— THE EXERCISE —
Copy the lines from the line with "Task: If you could tag each instance of the metal" to the line with "<point>65,478</point>", both included and requests and all, but multiply each point coordinate in the answers by 1.4 and round it to a whole number, with halves going up. Leave every other part of those lines as it is.

[Stored data entries]

........

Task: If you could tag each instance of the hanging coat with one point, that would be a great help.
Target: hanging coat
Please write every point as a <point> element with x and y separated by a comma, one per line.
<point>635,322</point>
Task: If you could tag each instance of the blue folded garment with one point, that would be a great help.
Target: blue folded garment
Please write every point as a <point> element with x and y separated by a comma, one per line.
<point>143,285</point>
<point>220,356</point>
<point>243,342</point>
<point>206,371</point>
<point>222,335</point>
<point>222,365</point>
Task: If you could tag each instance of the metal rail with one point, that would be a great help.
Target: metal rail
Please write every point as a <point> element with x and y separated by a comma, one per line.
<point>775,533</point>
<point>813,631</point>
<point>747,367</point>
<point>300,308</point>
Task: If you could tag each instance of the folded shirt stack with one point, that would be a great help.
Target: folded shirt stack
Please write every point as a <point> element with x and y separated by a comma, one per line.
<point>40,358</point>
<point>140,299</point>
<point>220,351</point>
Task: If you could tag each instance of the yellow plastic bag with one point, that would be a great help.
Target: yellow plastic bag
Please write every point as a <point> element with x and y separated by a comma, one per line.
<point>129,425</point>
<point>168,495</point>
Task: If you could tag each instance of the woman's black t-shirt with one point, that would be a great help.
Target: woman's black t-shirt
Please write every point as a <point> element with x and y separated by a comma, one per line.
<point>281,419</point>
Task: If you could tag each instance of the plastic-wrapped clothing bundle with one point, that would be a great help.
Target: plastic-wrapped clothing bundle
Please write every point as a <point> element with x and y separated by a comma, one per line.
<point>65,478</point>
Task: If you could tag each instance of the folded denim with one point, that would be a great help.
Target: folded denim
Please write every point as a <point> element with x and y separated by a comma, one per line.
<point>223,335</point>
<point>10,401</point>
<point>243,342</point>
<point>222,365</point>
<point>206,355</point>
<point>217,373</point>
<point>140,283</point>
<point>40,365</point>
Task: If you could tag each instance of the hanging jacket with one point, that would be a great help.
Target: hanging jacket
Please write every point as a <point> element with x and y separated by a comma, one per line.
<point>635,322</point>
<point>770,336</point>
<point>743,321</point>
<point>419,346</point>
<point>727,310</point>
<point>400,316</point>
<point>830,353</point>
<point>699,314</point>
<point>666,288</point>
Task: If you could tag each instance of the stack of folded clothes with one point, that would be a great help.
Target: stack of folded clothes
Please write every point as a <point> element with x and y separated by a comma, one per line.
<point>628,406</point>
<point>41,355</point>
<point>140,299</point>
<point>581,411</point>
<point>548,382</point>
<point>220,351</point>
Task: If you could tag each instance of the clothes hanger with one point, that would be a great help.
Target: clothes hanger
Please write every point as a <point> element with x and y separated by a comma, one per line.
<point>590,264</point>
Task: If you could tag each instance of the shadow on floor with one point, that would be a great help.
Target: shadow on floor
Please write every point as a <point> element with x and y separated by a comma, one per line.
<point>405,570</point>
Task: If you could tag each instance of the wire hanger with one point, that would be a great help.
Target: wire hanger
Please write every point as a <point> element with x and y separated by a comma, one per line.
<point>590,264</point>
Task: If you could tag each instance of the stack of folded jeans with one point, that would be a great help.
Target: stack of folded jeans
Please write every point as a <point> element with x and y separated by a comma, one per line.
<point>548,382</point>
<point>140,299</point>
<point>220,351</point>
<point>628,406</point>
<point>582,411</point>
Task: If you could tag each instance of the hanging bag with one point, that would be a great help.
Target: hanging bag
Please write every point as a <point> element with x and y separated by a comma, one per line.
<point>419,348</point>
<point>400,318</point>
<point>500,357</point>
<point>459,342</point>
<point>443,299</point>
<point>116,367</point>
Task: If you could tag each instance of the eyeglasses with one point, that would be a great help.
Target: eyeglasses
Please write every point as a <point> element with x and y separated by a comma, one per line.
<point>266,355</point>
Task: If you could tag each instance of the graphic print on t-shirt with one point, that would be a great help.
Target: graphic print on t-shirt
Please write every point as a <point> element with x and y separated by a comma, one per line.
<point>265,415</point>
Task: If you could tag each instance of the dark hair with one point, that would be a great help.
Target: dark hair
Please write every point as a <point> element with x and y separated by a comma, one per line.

........

— RESPONSE BELOW —
Task: If you could tag each instance of the metal rail with one point, that would be a great help.
Target: metal rail
Please write every point as a <point> element with x and y separated by a comma, one per line.
<point>1085,746</point>
<point>1138,883</point>
<point>1046,514</point>
<point>420,431</point>
Task: If you could tag each instance of the folded shirt stack with one point, that would be a great help.
Target: folded shirt stack
Please write every point as a <point> element with x and y separated by a comma, one per line.
<point>56,501</point>
<point>196,419</point>
<point>308,491</point>
Task: If you could tag each instance of the yellow plastic bag with one point, that would be a great help.
Target: yellow plastic bag
Please write every point as a <point> element with x and y separated by a comma, one per line.
<point>181,595</point>
<point>235,693</point>
Task: If you could tag each instance of the woman's black t-shirt with one point, that would be a great help.
Target: woman's black t-shirt
Please write every point as a <point> element with x and y separated by a comma, one per line.
<point>393,587</point>
Task: If you could tag each instance of the plastic-wrapped clothing bundle with one point, that would be a great help.
Target: plastic-wrapped clothing bundle
Please write every point as a <point> element with x and y separated by a comma, one per line.
<point>91,669</point>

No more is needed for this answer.